正確に絵を描ける画家は、内側の形(壺)だけを見るのではなく、外側の形(顔)を見ながら描きます。
それと同様、語の意味を正確に限定するためには、その語とは反対の語をよく検討しなければなりません。
勿論、上の例の白黒二色の図のように、二項対立的に明瞭に分けられる言葉は少ないでしょう。
言葉の対義語を探すことは、反転した定義付け作業で、なかなか難しい仕事です。
しかし、差異は基本的に0と1の二項に還元できます。
「固体」の反対は「液体」と「気体」で、三項じゃないかと思われるかもしれませんが、「個体」⇔「流体(軟体)」の二項にし、流体の下位の二種として「液体」⇔「気体」とすればいけます。
生物学的な「人間」の定義は「動物界、脊椎動物門、哺乳綱、霊長目、ヒト科」となっています。
「動く多細胞生物⇔動かない多細胞生物」「脊椎がある⇔脊椎がない」「乳で育つ⇔乳で育たない」「霊長である(一番偉い)⇔霊長でない 」「ヒト(に近い存在)である⇔ヒトでない」という、五段階の二項関係によって、生物学的な人間の定義が決定されています。
これにより、無数にいる生物の中での人間の差異(定義)が決定できます。
定義付けは曖昧である
数学の概念のように明確な取り決めによって決定された定義を除き、あるひとつの言葉には複数の意味内容(定義)が存在しているのが普通です。
言葉の意味や定義が複数あるということは、対義語も複数あることになり、時に対義語間に矛盾が生じ、語の定義というものの曖昧さが如実に表れることがあります。
何に対して絶望するかによって、(建前ではない)その人の真の希望や欲望が明確になる様に、対義語を訊ねれば、その答えから、その人がその語をいかなる定義によって捉えているかが分かります。
例えば、アメリカの対義語辞典を調べると、「資本主義」の反対は「社会主義」「非市場経済」など挙げられています。
ある経済番組で、経済評論家が「社会主義も資本主義なので対立させて考えるのはおかしい」と批判します。

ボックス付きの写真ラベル
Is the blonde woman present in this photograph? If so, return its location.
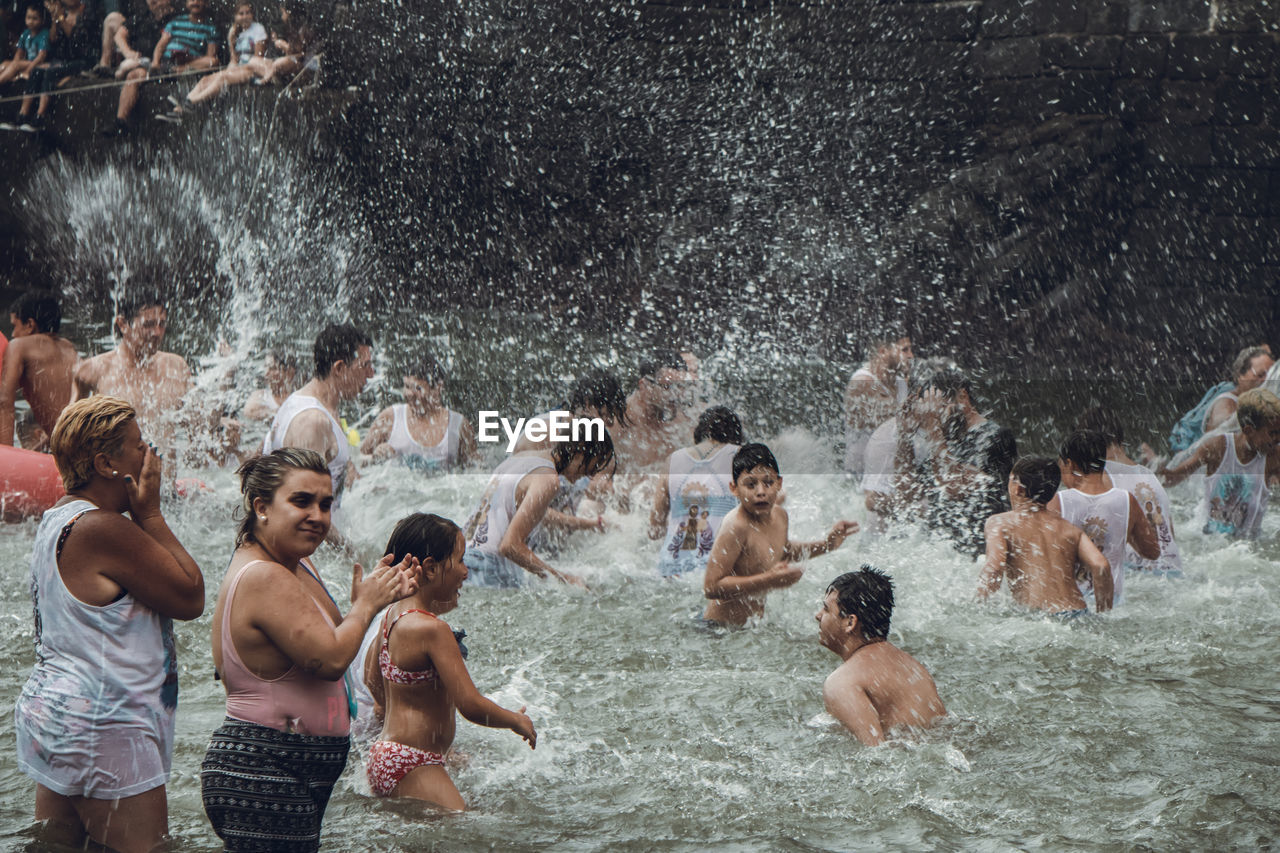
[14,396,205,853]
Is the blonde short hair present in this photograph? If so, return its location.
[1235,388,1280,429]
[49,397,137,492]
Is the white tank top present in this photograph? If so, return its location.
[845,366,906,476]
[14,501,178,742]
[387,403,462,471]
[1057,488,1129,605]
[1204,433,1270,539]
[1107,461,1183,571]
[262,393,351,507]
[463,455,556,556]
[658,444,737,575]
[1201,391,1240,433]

• _依頼内容 1_:
定義に関する抜粋のうち、「生物学的な「人間」の定義は「」を含む箇所から「て捉えているかが分かります。」までを、「人間」を「人類」に置き換えて書き直してください。
• _依頼内容 2_:
抜粋の『「動く多細胞生物⇔動かない多細胞生物」』で始まる段落を、主な事実を残したまま箇条書きにまとめてください。
答えるときは抜粋の記述だけを根拠にしてください。

• _正しい答え 1_:
生物学的な「人類」の定義は「動物界、脊椎動物門、哺乳綱、霊長目、ヒト科」となっています。
「動く多細胞生物⇔動かない多細胞生物」「脊椎がある⇔脊椎がない」「乳で育つ⇔乳で育たない」「霊長である(一番偉い)⇔霊長でない 」「ヒト(に近い存在)である⇔ヒトでない」という、五段階の二項関係によって、生物学的な人類の定義が決定されています。
これにより、無数にいる生物の中での人類の差異(定義)が決定できます。
定義付けは曖昧である
数学の概念のように明確な取り決めによって決定された定義を除き、あるひとつの言葉には複数の意味内容(定義)が存在しているのが普通です。
言葉の意味や定義が複数あるということは、対義語も複数あることになり、時に対義語間に矛盾が生じ、語の定義というものの曖昧さが如実に表れることがあります。
何に対して絶望するかによって、(建前ではない)その人の真の希望や欲望が明確になる様に、対義語を訊ねれば、その答えから、その人がその語をいかなる定義によって捉えているかが分かります。

• _正しい答え 2_:
生物学的な人間の定義は、次の五段階の二項関係によって決定されています。
- 動く多細胞生物⇔動かない多細胞生物
- 脊椎がある⇔脊椎がない
- 乳で育つ⇔乳で育たない
- 霊長である(一番偉い)⇔霊長でない
- ヒト(に近い存在)である⇔ヒトでない